***** DOCUMENT PASSAGE

Post by Seriously Unserious »

I'm guessing the main reason cars are undrivable in the snow is a combination of lack of snowplows, no winter tires on the cars, and the drivers don't get a chance to become experienced winter drivers, if you're only getting about 1 snowfall a year, and it's usually not more then 5 cm deep.

A friend of mine used to live in a town in the interior of BC, the province I live in, that would get a snow pack from about December to February or early March and being in the mountains all the roads were very steep, yet most people could still drive their cars no problem. Of course, that's an annual thing there so drivers learn to change to proper winter tires, have chains and weights handy in case they're needed for extra traction and learn, out of necessity, how to drive in the snow without getting stuck in a self-made rut.

**********

- [GOAL 1]: In the forum post about driving in snow, what months does the snow pack last in the BC interior town where the poster's friend lived?
- [GOAL 2]: Write a few more sentences that continue the forum post about driving in snow.

***** DATA SUPPLIED

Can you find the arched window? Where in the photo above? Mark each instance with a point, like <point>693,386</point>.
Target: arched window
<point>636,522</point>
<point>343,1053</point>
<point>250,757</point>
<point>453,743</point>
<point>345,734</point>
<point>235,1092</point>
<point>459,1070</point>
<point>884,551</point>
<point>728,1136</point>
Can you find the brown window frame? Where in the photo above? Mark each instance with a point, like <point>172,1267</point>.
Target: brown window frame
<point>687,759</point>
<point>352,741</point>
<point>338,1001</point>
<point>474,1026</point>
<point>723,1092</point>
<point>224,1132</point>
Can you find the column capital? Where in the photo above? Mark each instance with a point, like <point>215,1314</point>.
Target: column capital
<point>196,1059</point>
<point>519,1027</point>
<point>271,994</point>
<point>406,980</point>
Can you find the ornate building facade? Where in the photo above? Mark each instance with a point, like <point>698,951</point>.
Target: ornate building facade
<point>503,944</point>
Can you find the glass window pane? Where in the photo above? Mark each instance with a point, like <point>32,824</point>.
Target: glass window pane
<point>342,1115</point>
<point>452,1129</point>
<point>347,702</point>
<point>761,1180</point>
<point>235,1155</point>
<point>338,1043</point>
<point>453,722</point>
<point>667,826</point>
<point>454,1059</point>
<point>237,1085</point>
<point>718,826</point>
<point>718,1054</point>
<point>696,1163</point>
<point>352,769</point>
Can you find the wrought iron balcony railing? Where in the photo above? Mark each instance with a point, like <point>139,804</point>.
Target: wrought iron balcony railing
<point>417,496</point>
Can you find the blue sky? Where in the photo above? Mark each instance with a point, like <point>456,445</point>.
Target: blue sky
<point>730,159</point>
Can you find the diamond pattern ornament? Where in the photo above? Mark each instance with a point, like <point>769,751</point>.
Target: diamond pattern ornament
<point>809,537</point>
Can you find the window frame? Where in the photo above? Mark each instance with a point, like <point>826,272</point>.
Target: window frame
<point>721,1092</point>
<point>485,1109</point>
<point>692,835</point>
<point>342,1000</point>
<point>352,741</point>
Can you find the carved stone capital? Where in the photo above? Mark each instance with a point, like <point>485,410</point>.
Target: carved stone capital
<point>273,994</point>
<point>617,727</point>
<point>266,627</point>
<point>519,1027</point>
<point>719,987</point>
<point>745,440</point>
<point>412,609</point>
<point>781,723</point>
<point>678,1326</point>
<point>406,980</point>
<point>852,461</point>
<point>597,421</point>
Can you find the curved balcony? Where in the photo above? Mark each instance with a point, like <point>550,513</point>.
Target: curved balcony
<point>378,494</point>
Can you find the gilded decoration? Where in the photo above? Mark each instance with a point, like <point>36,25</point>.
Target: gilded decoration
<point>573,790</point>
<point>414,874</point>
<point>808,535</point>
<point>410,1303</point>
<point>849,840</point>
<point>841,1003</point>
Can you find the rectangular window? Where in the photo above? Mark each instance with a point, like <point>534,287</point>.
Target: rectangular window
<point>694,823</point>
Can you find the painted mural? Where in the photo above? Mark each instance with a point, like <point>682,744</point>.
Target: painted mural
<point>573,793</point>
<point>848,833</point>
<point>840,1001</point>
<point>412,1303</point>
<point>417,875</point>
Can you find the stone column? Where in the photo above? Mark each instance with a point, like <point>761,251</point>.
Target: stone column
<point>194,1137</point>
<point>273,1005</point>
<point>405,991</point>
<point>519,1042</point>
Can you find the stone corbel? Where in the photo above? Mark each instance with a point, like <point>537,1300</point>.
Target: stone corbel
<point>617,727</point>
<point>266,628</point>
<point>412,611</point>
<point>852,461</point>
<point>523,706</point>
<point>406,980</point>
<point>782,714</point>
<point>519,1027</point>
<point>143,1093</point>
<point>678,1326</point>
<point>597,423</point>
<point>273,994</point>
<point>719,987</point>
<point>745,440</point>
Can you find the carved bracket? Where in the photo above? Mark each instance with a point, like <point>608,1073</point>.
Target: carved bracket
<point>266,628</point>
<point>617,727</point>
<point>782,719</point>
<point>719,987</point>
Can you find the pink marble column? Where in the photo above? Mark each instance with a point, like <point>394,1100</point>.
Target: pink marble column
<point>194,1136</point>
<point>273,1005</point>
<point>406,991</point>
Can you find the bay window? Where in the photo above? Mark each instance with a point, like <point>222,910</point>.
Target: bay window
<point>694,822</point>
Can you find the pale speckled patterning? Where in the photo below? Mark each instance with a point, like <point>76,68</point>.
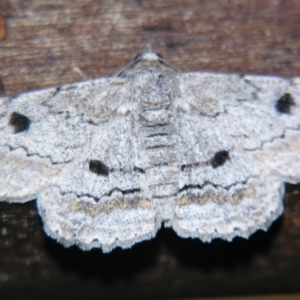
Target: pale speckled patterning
<point>109,160</point>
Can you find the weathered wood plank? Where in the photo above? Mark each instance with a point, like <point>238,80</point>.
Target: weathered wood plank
<point>48,43</point>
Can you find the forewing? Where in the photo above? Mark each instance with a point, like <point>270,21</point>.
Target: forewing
<point>72,149</point>
<point>240,143</point>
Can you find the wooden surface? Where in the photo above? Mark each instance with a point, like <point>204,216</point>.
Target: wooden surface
<point>48,43</point>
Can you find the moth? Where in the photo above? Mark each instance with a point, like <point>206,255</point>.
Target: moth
<point>112,159</point>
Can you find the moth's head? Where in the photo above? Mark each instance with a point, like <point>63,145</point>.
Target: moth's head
<point>148,56</point>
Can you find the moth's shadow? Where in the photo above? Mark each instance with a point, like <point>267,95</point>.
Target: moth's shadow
<point>190,252</point>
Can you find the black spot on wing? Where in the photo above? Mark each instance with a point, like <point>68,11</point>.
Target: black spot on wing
<point>19,122</point>
<point>284,104</point>
<point>98,167</point>
<point>220,158</point>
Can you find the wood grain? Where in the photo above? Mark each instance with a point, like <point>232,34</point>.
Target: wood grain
<point>49,43</point>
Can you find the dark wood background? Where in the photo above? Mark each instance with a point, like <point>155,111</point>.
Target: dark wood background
<point>51,42</point>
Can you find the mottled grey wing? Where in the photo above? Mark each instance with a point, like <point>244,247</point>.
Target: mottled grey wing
<point>241,141</point>
<point>72,148</point>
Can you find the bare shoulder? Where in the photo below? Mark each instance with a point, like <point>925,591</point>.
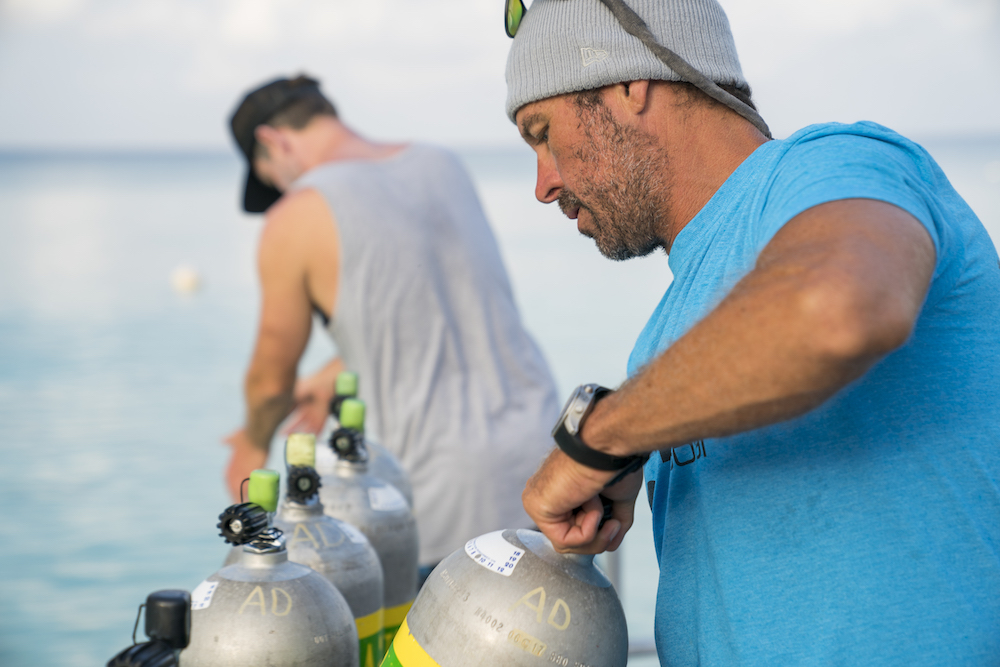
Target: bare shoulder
<point>297,211</point>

**********

- [EXERCISE RESULT 1]: From about December to February or early March.

- [EXERCISE RESULT 2]:
Most problems with snow driving come from people who aren't used to such conditions panicking and gunning the engine, causing the tires to slip on the snow, which also gets forced out from under the tires, friction can also melt it and cause some to also re-freeze back into ice, so now the car's in an icy rut and the driver now needs to have some of the excess snow in front of the tires dug away, and most likely be given a push while carefully applying the gas. The other major problem comes from, again panicking/not compensating for the slippery conditions and slamming on the brakes when needing to stop or starting to spin out. Slamming on the brakes when spinning out is about the worst thing a driver can do, your wheels just start slipping out of control and you are now just sliding along with no control.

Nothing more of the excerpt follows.